#### [Problem requirements]
Please return the full listing exactly as written, with the images removed.

#### [The data]
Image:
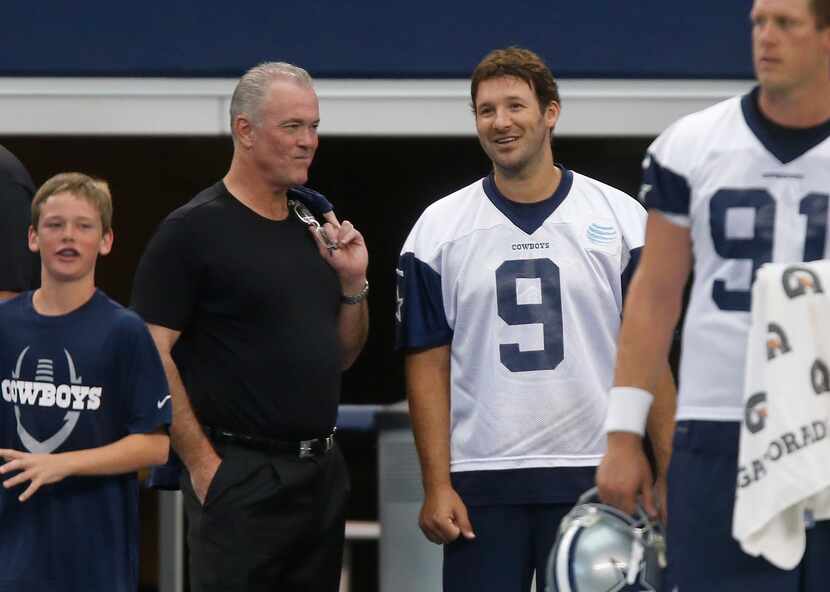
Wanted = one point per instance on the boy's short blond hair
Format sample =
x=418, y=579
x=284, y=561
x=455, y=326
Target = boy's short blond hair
x=95, y=191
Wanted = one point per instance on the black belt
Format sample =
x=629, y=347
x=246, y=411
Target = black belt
x=302, y=448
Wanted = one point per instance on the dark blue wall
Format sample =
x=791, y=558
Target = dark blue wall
x=374, y=38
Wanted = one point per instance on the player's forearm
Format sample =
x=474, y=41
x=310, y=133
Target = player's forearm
x=428, y=391
x=660, y=425
x=353, y=329
x=645, y=338
x=186, y=434
x=127, y=455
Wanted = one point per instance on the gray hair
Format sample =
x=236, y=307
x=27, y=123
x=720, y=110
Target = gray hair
x=253, y=86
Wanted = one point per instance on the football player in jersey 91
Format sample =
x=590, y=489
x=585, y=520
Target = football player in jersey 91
x=84, y=406
x=729, y=188
x=509, y=299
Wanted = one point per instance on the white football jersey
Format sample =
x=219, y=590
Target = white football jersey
x=750, y=192
x=529, y=297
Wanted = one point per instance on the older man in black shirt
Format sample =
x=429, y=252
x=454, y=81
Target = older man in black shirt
x=265, y=312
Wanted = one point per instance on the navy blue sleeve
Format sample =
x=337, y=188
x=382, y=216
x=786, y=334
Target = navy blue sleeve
x=664, y=190
x=145, y=384
x=313, y=200
x=628, y=272
x=420, y=319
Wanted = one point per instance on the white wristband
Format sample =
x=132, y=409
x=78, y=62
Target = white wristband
x=628, y=408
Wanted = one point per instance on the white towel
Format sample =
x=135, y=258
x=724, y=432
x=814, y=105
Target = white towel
x=784, y=453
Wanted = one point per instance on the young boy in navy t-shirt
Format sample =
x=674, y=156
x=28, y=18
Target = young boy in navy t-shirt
x=84, y=405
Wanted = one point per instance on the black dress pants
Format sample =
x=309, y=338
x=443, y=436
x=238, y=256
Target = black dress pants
x=271, y=522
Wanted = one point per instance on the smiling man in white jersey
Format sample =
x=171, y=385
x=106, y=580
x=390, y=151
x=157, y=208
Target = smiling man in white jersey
x=732, y=187
x=509, y=300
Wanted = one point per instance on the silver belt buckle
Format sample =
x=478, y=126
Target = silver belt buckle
x=305, y=448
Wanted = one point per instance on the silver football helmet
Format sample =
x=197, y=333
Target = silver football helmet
x=601, y=549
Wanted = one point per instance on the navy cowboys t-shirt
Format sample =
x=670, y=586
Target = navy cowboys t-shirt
x=73, y=382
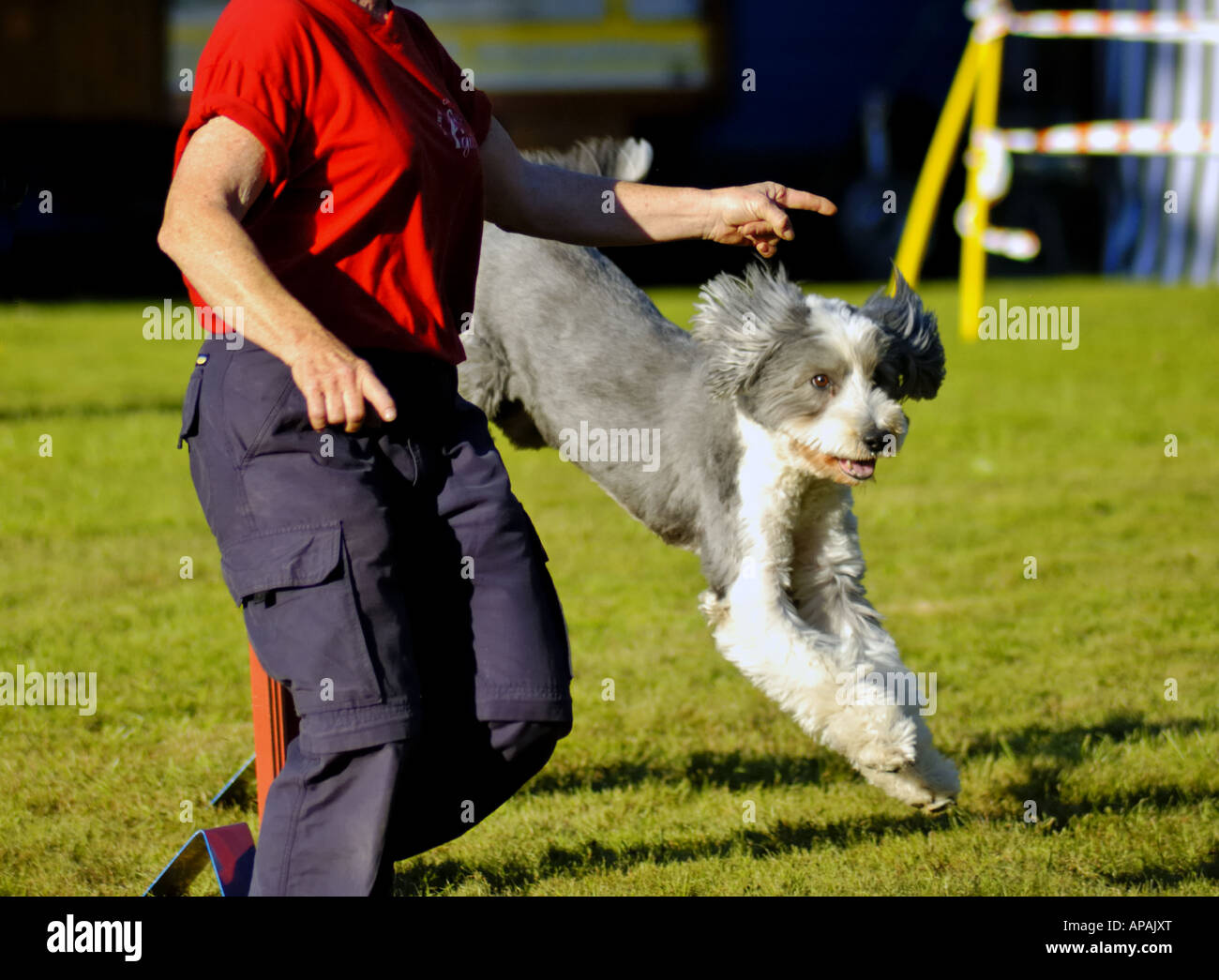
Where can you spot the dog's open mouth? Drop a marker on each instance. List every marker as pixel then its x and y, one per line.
pixel 860 470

#### [The answer]
Image:
Wanted = one point per instance on the boy's short blond hair
Format sample =
x=418, y=579
x=284, y=561
x=455, y=326
Target = boy's short blond hair
x=95, y=191
Wanted = one point per instance on the black belt
Format sample =
x=629, y=347
x=246, y=411
Target = black belt
x=302, y=448
Wanted = one point per instance on the dark blue wall
Format sample =
x=791, y=558
Target = dark blue wall
x=374, y=38
Wanted = one point per instance on the player's forearm
Format sample =
x=474, y=41
x=310, y=133
Target = player's forearm
x=428, y=391
x=660, y=425
x=353, y=329
x=645, y=338
x=186, y=434
x=127, y=455
Wanted = one point per instance on the gray hair
Format sample =
x=236, y=307
x=27, y=123
x=720, y=110
Target = gray hair
x=253, y=86
Wanted = one point per instance on the football player in jersey 91
Format sample =
x=590, y=489
x=585, y=520
Target = football player in jersey 91
x=84, y=406
x=729, y=188
x=509, y=299
Wanted = one point per instance on the white football jersey
Format sample =
x=219, y=590
Target = white football jersey
x=750, y=192
x=529, y=297
Wanted = one point per instance on the older man in black shirt
Format sample =
x=429, y=252
x=454, y=81
Target = older man in black shirt
x=265, y=312
Wanted = one point per instance on the navy blue sleeve
Format sample =
x=337, y=188
x=382, y=216
x=786, y=334
Target = navy blue sleeve
x=664, y=190
x=145, y=384
x=313, y=200
x=628, y=272
x=420, y=319
Wanted = one point per instance on the white wristband
Format sample =
x=132, y=409
x=78, y=62
Target = white wristband
x=628, y=408
Wanted = one point per instance on the white towel
Format sample =
x=135, y=258
x=724, y=432
x=814, y=105
Target = white towel
x=784, y=453
Wanted = one point per instance on the young boy in navy t-shirt
Format sample =
x=674, y=156
x=28, y=18
Target = young boy in navy t-shirt
x=84, y=405
Wanted = one point per instance on the black dress pants
Format sample =
x=309, y=338
x=443, y=436
x=238, y=256
Target = black dress pants
x=271, y=522
Wanted = one point per instance on the smiling man in white jersey
Format sample =
x=171, y=385
x=106, y=580
x=390, y=151
x=157, y=208
Target = smiling man in white jersey
x=732, y=187
x=509, y=300
Wanted = one point per instance on the silver belt buckle
Format sample =
x=478, y=126
Target = silver belt buckle
x=305, y=448
Wanted = one point per instance on the silver football helmet
Format sample =
x=197, y=333
Target = silver football helmet
x=601, y=549
Wanted = one point per instance on the navy cowboys t-shirt
Format sample =
x=670, y=586
Target = navy cowboys t-shirt
x=73, y=382
Where can you spot the dog's open mouth? Drop a marker on each instance. List every marker as pixel then its x and y, one per line.
pixel 860 470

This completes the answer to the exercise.